■ PASSAGE SHOWN ■
>> begin

Gospel is not a genre of music I listen to on a regular basis, the only time I will is if I go to thrift stores and pick up the odd 45 or two. It came as a surprise when I opened up a package and saw this CD. Was I the right recipient? I wasn't sure to expect so I popped it in.
Songs From Sunday Morning Vol. 1 is the first release from Holy Mountain Music, a group founded by producer Bobby Bush who wanted to create updated versions of gospel standards and classics. The music is jazzy and funky, but not overly so. What you do hear is a groove that is undeniable and one that provides a positive message if it is what you seek. Guitarist Rick Bowlby is a highlight throughout the album, I'm not sure if he does work outside of Christian music but I would not mind hearing a full album of his guitar work.
As for the material, the titles are familiar but you haven't heard them like this: "Swing Low, Sweet Chariot", "Nothing But The Blood", "What A Friend We Have In Jesus", and "Crown Him With Many Crowns". There is a spoken intro at the beginning of the title track, and immediately you feel like you're entering church awaiting the good word from the pastor. When it becomes, you feel comforted and want to listen to it all. Despite the Christian themes of all of the songs, one does not have to be Christian to enjoy the songs, there is nothing wrong with wanting and seeking good in yourself and life, and the way they perform is definitely uplifting. I know there are issues with people who ask "where are all of the great black musicians?", because some say that you rarely see that in the mainstream. You can look to jazz or go into the church and see real musicians playing the music that satisfies them, but it is interesting when the gospel and jazz worlds collide together. Songs From Sunday Morning Vol. 1 was originally released in 2006 but is getting a re-release next month. If you are a fan of good gospel music, you will find it here.
(Songs From Sunday Morning Vol. 1 will be released on June 24th, and be made available directly from Holy Mountain Music.)
Let's face it, there seems to be an overabundance of Broadway-based anything out on the market these days, to the point where one might be overwhelmed by the amount of people who want to make themselves known. Not everyone will, but one singer that may have a chance is Roberta Duchak, although to say that she has a chance seems to underestimate her talents, as she has been releasing music since 1996.
Intersections (self-released) combines the best of jazz and Broadway and sings with a voice that pushes the limits of both without getting too over the edge. She holds herself back at the right moments, and when she hits a moment that feels just right, she knows how to work it good. Take a listen to her scat-like ways in "Takin' A Chance On Love" or the grace of "Raise The Roof" and you'll hear what I'm talking about, someone who wants to create a story not only through the lyrics but by the strength of her voice that tends to add to the overall warmth and emotions being stirred up by the band. Duchak is a strong vocalist who can hold her own, and the album is her way of letting people know that along the path of life, it's best to keep on moving forward.
(Intersections is available from CDBaby.)
Leanne Weatherly is a voice that is described as "pure", and at times one can tell her influences come from two to three generations ago, and nothing wrong with that. Go and Find... (self-released) has the class and beauty of jazz and pop singers of the past, but she can also do things with a contemporary touch, which means she will not be limited by her own interests. She writes a good amount of her material and one can tell why she is a part of the West Coast Songwriters Association, this lady knows about the art of the song.

>> end

■ TASK STATEMENT ■
Condense the paragraph in the music reviews above that begins "Songs From Sunday Morning Vol. 1 is the first release" into a short bulleted list that keeps its main facts.

■ RAW RECORDS ■

>> begin

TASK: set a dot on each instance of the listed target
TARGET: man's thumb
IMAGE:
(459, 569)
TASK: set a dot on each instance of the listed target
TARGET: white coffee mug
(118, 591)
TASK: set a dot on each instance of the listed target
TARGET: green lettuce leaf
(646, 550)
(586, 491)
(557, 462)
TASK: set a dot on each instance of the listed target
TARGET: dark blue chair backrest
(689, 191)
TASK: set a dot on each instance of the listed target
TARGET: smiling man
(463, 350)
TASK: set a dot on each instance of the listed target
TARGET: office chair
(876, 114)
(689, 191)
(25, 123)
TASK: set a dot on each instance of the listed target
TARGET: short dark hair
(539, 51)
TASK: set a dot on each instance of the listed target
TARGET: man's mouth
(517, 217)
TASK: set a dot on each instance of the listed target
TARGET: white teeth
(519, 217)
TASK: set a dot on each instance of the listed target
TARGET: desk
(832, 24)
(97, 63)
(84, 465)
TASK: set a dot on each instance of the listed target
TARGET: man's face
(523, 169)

>> end

■ EXERCISE SOLUTION ■
- Songs From Sunday Morning Vol. 1 is the first release from Holy Mountain Music.
- The group was founded by producer Bobby Bush to create updated versions of gospel standards and classics.
- The music is jazzy and funky, but not overly so, with an undeniable groove and a positive message for those who seek it.
- Guitarist Rick Bowlby is a highlight throughout, and the reviewer would welcome a full album of his guitar work.